- **EXERCISE REQUIREMENTS**:
- a) Copy from the text on essential contract clauses the passage from "A well-drafted, legally" up to and including "on your back.".
- b) Carry on the text on essential contract clauses, starting right after its last sentence.

A well-drafted, legally binding contract at the outset of any transaction is paramount to protecting your business from risks and liabilities. Contracts are essentially your sword and shield when it comes to people and entities that want to sue you—or that you want to sue. As a business, you have a very real target on your back.

Perhaps one of the most egregious (and, unfortunately, common) mistakes we have seen business owners make is to draft up their own contracts either on their own or through free DIY templates online. The problem with this approach is that it doesn’t take into account contract law nuances that may exist in your state, it’s not necessarily tailored to your situation, and it’s just overall a bad idea to try and replace an experienced lawyer’s guidance with something you find on the internet. The dollars you save not hiring a lawyer could be a minuscule percentage compared to what you will have to pay if a contract dispute goes to court.

Consider this: Contract disputes make up roughly 60% of about 20 million cases filed each year.

Going to court over a contract dispute can—and does—get very expensive. As such, if you haven’t gotten your contracts reviewed by an experienced business attorney, you’ll want to do so as soon as possible. We at Rodriguez-Albizu Law, P.A. work hard to ensure that your existing contracts are as strong as they can be, and we can draft new ones for you so as to minimize your exposure to risks. We have helped fortify many businesses’ contracts, and would be more than happy to help you with yours.

With that said, we want to review with you the five most essential clauses you should have in every contract you sign.

1. Attorney’s Fees

There should always be a clause explaining which party pays the attorney’s fees in the event of a contract dispute, along with the associated court fees. In Florida, the other party does NOT have to pay your attorney’s fees if you prevail. This is called the American Rule, and is used by the state of Florida as well as the majority of states and jurisdictions in the U.S.

The American Rule states that attorney’s fees can only be awarded if it is stated in the contract that the losing party has to do so, or if it is authorized by statute. Having this clause can therefore act as a deterrent for frivolous or meritless lawsuits against your business, as most people think twice about suing someone if they know beforehand that if they lose the lawsuit they also stand at a substantial risk of having to pay back the prevailing party’s attorneys’ fees and costs.

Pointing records

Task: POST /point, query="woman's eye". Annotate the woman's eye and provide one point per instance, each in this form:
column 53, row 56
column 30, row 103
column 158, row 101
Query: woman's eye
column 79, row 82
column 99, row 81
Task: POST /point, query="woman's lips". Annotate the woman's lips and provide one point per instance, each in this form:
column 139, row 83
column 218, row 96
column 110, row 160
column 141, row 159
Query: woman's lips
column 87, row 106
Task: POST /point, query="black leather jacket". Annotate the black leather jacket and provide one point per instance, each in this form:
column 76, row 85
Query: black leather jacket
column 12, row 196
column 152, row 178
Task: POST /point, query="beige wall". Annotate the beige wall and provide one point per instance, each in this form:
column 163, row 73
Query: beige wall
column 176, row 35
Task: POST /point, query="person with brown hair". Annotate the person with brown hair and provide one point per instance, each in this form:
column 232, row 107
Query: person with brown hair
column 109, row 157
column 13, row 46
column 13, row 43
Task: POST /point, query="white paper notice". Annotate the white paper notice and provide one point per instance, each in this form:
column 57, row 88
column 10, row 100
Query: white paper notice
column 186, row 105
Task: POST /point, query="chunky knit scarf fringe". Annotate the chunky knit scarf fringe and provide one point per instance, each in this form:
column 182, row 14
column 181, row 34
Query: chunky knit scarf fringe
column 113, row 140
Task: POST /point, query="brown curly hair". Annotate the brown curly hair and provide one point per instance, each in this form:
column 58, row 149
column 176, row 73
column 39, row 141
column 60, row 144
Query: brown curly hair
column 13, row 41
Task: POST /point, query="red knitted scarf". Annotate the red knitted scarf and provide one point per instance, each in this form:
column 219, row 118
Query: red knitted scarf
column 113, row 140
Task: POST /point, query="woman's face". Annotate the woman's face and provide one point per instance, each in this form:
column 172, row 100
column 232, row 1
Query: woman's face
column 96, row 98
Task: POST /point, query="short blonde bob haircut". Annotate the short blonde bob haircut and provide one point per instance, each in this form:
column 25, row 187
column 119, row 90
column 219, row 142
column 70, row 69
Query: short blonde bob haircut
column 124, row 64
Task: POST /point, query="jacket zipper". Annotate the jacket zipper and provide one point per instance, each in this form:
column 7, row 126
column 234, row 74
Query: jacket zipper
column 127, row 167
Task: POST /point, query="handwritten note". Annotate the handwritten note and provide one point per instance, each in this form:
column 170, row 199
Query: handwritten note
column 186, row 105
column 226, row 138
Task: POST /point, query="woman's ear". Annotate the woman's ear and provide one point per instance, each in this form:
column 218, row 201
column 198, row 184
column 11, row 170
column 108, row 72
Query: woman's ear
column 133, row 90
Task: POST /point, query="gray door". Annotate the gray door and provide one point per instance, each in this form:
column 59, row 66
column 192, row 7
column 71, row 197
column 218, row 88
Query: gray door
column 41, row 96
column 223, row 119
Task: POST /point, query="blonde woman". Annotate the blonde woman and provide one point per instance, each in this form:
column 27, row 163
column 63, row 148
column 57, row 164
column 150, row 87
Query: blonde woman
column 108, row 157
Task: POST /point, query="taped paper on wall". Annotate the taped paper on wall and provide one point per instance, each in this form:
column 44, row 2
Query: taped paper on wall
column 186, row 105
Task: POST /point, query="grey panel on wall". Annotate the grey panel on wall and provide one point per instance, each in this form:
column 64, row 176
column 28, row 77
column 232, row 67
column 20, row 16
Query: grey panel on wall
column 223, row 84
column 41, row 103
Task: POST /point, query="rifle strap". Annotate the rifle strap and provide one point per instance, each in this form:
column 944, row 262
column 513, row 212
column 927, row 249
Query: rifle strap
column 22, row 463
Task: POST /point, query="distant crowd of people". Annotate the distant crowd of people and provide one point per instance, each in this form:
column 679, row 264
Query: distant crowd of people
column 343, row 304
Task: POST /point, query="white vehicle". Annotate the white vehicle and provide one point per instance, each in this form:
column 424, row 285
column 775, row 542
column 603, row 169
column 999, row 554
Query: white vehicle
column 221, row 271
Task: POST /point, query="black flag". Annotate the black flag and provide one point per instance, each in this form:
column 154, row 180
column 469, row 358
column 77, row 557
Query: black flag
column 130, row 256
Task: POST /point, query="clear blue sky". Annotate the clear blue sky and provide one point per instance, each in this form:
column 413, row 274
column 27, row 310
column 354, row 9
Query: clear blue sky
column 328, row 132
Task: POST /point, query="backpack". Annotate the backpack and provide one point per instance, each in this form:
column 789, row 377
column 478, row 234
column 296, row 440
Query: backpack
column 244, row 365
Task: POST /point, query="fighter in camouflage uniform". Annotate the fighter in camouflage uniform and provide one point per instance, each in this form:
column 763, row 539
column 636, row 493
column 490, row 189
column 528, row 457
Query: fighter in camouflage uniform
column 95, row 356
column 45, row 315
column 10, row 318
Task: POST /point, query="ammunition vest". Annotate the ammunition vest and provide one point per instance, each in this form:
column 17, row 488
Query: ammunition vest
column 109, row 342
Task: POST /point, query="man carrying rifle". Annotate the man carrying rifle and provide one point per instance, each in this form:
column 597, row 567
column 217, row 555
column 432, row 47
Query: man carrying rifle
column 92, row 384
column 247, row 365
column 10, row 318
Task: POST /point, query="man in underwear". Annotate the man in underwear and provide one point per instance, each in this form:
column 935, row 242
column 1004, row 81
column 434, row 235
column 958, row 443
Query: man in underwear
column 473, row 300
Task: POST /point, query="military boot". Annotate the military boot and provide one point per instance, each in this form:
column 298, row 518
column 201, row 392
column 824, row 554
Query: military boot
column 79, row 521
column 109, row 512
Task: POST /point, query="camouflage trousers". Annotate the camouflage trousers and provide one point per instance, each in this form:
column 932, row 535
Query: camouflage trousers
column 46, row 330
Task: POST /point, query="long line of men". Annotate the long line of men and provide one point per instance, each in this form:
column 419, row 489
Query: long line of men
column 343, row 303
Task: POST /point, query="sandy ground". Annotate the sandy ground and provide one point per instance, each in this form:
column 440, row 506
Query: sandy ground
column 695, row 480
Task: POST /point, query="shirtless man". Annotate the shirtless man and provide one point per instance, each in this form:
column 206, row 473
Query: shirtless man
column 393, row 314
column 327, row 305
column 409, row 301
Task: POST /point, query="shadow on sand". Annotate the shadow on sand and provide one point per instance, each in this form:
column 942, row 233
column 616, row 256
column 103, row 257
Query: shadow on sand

- **EXERCISE RESULTS**:
- a)
A well-drafted, legally binding contract at the outset of any transaction is paramount to protecting your business from risks and liabilities. Contracts are essentially your sword and shield when it comes to people and entities that want to sue you—or that you want to sue. As a business, you have a very real target on your back.

- b)
2. Jurisdiction, Forum, and Choice of Law

Every contract should expressly state which state laws a dispute would be litigated under should it ever come to that. This is important because one state may be significantly more sympathetic towards businesses or vice versa. Essentially, choosing your jurisdiction allows you to have control over potential lawsuits that could come your way, especially if you have many out-of-state customers or clients. You will want to specify exactly where you want the venue to be and which state’s laws will apply to your dispute. A good choice of law and venue clause can also act as a deterrent to lawsuits if out-of-state customers or clients know they can’t sue your business in their hometown but rather are forced to litigate their dispute in your backyard.  The good news is that a good business lawyer knows exactly where sympathetic juries are more likely to be, and they can help you understand where it’s best to set as your venue.

3. Waiver and Severability

The waiver allows the parties to forego their right to sue for a breach of a provision in the contract without giving up their right to potential future claims. Severability, on the other hand, allows the court to take out any invalid provisions while keeping the rest of the contract in place. Severability allows a court or judge to essentially “strike out” any parts of the contract that may be unconscionable, illusory, or unlawful while holding that the rest of the contract can stand on its own.This is important to have in your contracts because it prevents an otherwise good contract that protects your interests from being thrown out when you need it the most.

4. Integration

You obviously want to prevent other parties from modifying a contract that both parties had previously agreed on. Having an integration clause essentially means that both parties acknowledge that the written and signed contract in front of them was the final agreement. Usually this part also states that if any changes need to be made in the future, both parties have to be in on the change and it must be written.

5. Notices

Just as with setting forth which state’s laws apply and where the parties’ dispute should be litigated, every contract should expressly state the manner and form of notifications between the parties.  Usually, most contracts will contain clauses that may require one party to give notice to another.  The pertinent question then becomes: does the notice need to be in writing to be effective and how must it be delivered to the other party?  For example, is a phone call sufficient to provide formal notice to the other party?  Will a text message suffice?  How about an email or social media post?  Should the notice be directed to a particular individual or department?  These are all important questions which should be clearly answered by the contract’s notice provision.  Otherwise, critically important rights can be lost by failing to properly follow a contract’s notice provision.

A Business Attorney That Cares About You and Your Business

Rodriguez-Albizu Law, P.A is ready to review and draft contracts for you and your business. Whether you are a small local business or a Fortune 500 company, we have the experience with Florida contract laws that you need.

The five clauses above are just a small part of the entire contract, and there are many more parts that you should be including in every single one you draft or sign depending on your business needs. Let us help. Call us today at our Palm Beach “Satellite” Office at (561) 953-9630, or our Treasure Coast Office at (772) 261-5080. We are ready to serve you!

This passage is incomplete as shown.